§ **本文抜粋**
【速報】加害者の「ひき逃げ」認め実刑判決 息子の死から7年8カ月、両親の長い闘い
2022.11.29(火)
■不起訴から一転、被告に懲役6か月の実刑判決
加害者の事故直後の行為は、「救護義務違反(ひき逃げ)」に当たるのか否か……。
裁判所の判断に大きな注目が集まっていた刑事裁判の判決が、11月29日午前10時、長野地裁(大野洋裁判官)で下されました。
救護義務違反(救護措置、事故報告義務違反)で在宅起訴されていた会社員・池田忠正被告(49)は、「(事故後)コンビニにいた時間はわずか。救命措置もおこなった」として、無罪(もしくは免訴)を主張していましたが、被告に下されたのは、懲役6か月の実刑判決でした。
検察側の求刑は1年でしたが、裁判官は池田被告の事故後の行為を「救護義務違反=ひき逃げ」と認めたことになります。
事故直後、路肩に駐車されていた池田被告の車(遺族提供)
■事故直後の加害者の行為は「ひき逃げ」か否か?
事故は2015年3月23日、長野県佐久市で発生しました。
近くの居酒屋で仲間と酒を飲み、その後車を運転していた池田被告は、大幅な速度超過で対向車線にはみ出し、学習塾から帰宅途中の和田樹生さん(当時15)を横断歩道上ではねたのです。
40メートル以上飛ばされた樹生さんは、事故から1時間半後に死亡。事故現場は、樹生さんの自宅マンションのすぐ前でした。
事故の詳細については以下の記事で、シミュレーション動画と共に報じた通りです。
『自宅前で奪われた息子の命「飲酒ひき逃げ」なぜ問われぬ? 悲しみこらえ訴え続ける両親の思い』(2020.11.25/柳原三佳)
事故現場は見通しのよい交差点。樹生さんはこの横断歩道を渡って自宅へ向かっていた(筆者撮影)
■事故発生から12分間の被告の行動
防犯カメラの映像や目撃者の証言などから明らかになっている被告の行動は下記の通りです。
<事故発生から約12分間の被告の行動>
●22:07:21
事故発生
●22:07:31
衝突地点から99.5メートル先に進んだ地点で池田被告が車を止める(車のフロントガラスは大きく破損)

§ **資料抜粋**
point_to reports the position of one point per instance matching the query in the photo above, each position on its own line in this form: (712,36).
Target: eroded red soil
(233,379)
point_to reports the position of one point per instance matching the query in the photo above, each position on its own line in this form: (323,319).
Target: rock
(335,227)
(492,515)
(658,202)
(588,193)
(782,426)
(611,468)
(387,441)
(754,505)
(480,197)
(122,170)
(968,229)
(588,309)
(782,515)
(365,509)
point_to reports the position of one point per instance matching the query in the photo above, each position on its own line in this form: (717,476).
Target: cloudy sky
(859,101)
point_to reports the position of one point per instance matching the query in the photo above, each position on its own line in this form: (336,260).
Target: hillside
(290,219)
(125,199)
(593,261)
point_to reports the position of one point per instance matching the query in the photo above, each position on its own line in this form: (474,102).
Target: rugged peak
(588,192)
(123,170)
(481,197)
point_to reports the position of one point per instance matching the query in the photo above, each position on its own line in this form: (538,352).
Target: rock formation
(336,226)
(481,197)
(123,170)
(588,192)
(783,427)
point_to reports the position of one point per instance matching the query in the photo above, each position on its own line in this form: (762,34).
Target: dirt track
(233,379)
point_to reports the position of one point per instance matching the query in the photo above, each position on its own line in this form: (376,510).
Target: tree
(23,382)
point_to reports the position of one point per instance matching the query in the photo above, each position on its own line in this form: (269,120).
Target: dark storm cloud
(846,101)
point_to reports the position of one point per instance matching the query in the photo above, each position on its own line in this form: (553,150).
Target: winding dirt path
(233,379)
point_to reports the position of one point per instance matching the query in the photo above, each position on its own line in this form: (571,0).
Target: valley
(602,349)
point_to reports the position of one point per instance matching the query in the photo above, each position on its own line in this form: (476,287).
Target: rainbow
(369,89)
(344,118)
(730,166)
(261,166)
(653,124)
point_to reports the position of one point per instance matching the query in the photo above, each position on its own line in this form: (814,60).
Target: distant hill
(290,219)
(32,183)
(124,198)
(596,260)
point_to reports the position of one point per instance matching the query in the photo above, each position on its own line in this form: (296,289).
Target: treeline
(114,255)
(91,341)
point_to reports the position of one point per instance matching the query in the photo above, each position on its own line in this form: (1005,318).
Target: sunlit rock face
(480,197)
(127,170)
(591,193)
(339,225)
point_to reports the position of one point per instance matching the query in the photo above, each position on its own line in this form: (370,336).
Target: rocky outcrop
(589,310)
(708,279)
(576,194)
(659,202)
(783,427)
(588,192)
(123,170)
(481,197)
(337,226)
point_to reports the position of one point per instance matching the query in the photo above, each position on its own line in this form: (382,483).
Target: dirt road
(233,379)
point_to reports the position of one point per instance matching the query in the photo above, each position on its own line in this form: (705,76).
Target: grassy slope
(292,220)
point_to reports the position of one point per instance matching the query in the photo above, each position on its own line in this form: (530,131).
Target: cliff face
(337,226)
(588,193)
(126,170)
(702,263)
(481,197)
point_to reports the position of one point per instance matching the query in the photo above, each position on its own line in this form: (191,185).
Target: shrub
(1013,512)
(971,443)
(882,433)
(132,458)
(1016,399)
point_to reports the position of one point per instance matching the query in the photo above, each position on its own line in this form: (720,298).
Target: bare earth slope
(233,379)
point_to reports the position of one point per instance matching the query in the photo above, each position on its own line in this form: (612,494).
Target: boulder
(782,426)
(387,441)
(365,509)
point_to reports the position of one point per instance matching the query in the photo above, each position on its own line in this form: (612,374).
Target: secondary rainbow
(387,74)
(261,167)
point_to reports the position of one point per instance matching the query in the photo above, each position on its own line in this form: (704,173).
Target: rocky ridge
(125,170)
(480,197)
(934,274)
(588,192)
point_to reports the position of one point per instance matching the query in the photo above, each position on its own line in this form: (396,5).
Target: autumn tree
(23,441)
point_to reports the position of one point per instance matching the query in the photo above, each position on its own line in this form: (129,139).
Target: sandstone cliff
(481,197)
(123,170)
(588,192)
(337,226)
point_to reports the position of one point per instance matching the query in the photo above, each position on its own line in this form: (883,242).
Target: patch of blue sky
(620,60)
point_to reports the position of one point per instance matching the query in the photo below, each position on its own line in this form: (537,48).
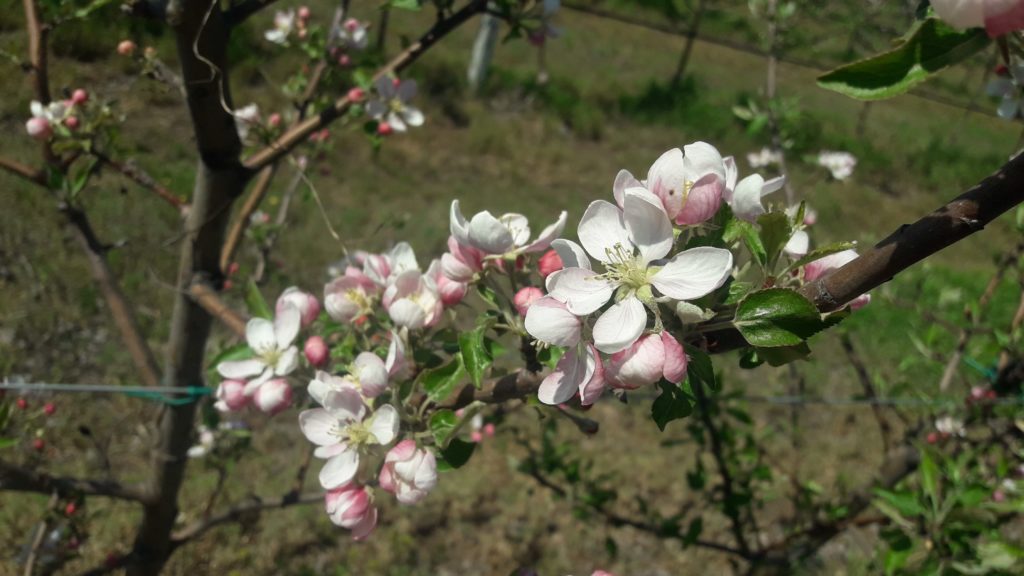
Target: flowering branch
(301,131)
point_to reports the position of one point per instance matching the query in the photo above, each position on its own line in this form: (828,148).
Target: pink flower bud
(409,472)
(524,297)
(39,128)
(273,396)
(231,396)
(126,47)
(315,351)
(549,263)
(306,303)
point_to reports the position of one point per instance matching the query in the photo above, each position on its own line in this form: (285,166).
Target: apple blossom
(344,427)
(507,236)
(230,396)
(391,105)
(273,397)
(997,16)
(409,472)
(580,370)
(306,303)
(647,361)
(315,351)
(631,244)
(524,297)
(839,164)
(549,263)
(271,342)
(689,182)
(284,23)
(413,301)
(351,506)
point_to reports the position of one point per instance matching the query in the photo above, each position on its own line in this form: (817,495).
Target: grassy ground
(519,148)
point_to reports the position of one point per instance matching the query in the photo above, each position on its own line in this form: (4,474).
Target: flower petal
(693,273)
(620,326)
(601,229)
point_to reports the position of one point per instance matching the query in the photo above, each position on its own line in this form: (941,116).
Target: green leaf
(456,455)
(442,423)
(475,356)
(671,405)
(933,47)
(777,317)
(255,302)
(438,382)
(775,232)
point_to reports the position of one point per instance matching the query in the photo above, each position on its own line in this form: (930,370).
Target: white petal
(693,273)
(384,424)
(488,234)
(572,254)
(648,224)
(340,469)
(584,291)
(620,326)
(549,321)
(260,335)
(241,369)
(601,229)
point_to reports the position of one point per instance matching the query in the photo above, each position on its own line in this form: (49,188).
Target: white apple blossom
(507,236)
(284,24)
(271,343)
(391,104)
(344,427)
(631,244)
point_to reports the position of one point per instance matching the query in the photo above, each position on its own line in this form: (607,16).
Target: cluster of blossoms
(57,114)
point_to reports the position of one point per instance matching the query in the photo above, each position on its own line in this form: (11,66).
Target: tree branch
(301,131)
(16,479)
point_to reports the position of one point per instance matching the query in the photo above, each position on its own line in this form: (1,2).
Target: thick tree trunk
(220,178)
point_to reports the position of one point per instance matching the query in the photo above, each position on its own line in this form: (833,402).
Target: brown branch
(139,176)
(301,131)
(16,479)
(121,310)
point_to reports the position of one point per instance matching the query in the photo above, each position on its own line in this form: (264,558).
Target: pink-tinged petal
(459,227)
(584,291)
(384,424)
(648,224)
(488,234)
(317,425)
(675,359)
(570,254)
(550,321)
(241,369)
(798,245)
(667,180)
(702,201)
(340,469)
(345,405)
(260,335)
(620,326)
(693,273)
(602,229)
(547,236)
(564,381)
(820,266)
(624,179)
(286,325)
(639,365)
(594,387)
(366,526)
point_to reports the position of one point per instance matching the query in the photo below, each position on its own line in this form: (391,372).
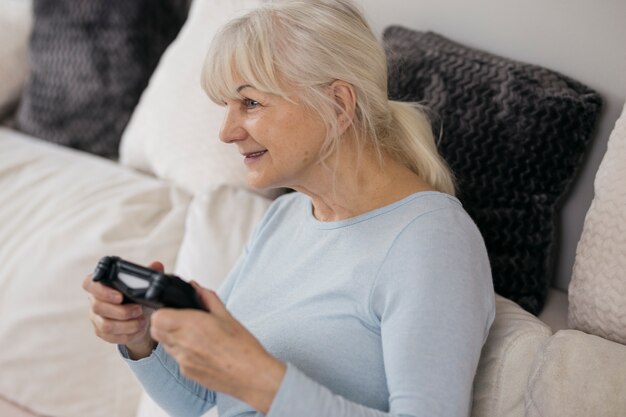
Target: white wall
(583,39)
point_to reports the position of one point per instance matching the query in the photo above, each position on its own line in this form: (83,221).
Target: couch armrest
(515,338)
(578,375)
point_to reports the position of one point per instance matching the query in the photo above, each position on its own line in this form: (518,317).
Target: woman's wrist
(141,350)
(266,385)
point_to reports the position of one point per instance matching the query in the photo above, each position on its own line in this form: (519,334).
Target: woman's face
(279,140)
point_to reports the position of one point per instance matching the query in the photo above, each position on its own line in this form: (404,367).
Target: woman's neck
(357,187)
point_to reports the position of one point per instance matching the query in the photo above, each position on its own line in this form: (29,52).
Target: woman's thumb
(210,299)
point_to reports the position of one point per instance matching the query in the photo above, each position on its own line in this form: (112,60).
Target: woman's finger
(116,311)
(108,328)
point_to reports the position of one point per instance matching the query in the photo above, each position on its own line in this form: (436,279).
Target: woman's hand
(123,324)
(215,350)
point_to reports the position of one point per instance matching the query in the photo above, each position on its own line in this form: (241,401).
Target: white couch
(178,196)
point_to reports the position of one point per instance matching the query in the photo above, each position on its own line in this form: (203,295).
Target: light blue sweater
(384,314)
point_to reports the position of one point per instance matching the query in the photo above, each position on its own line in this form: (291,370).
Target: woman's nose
(232,129)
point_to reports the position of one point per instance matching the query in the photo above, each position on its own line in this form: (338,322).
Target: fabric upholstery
(514,135)
(578,375)
(597,292)
(174,130)
(61,211)
(15,28)
(90,61)
(503,371)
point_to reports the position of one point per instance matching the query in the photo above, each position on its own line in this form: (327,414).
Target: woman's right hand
(122,324)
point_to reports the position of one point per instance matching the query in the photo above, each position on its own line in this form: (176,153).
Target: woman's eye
(249,103)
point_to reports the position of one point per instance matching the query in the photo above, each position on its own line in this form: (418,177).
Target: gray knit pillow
(514,134)
(90,61)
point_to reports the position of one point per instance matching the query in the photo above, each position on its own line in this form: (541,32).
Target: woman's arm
(435,304)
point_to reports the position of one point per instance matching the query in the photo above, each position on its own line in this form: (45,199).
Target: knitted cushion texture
(514,134)
(90,61)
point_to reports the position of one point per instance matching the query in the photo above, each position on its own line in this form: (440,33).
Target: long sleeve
(160,376)
(435,308)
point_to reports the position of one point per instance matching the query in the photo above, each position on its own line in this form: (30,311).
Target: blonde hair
(305,46)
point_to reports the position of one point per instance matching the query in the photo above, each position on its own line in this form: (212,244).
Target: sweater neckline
(370,214)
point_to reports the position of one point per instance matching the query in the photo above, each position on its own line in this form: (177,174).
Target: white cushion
(505,363)
(578,375)
(15,28)
(61,211)
(218,226)
(173,132)
(597,292)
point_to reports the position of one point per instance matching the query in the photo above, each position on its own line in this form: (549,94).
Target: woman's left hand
(217,351)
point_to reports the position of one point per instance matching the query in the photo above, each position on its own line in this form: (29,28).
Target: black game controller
(146,286)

§ **作業指示**
ひき逃げ判決の記事のうち、「検察側の求刑は1年でしたが、」で始まり「を横断歩道上ではねたのです。」で終わる部分を、一字も変えずに書き写してもらえますか?

§ **作業結果**
検察側の求刑は1年でしたが、裁判官は池田被告の事故後の行為を「救護義務違反=ひき逃げ」と認めたことになります。
事故直後、路肩に駐車されていた池田被告の車(遺族提供)
■事故直後の加害者の行為は「ひき逃げ」か否か?
事故は2015年3月23日、長野県佐久市で発生しました。
近くの居酒屋で仲間と酒を飲み、その後車を運転していた池田被告は、大幅な速度超過で対向車線にはみ出し、学習塾から帰宅途中の和田樹生さん(当時15)を横断歩道上ではねたのです。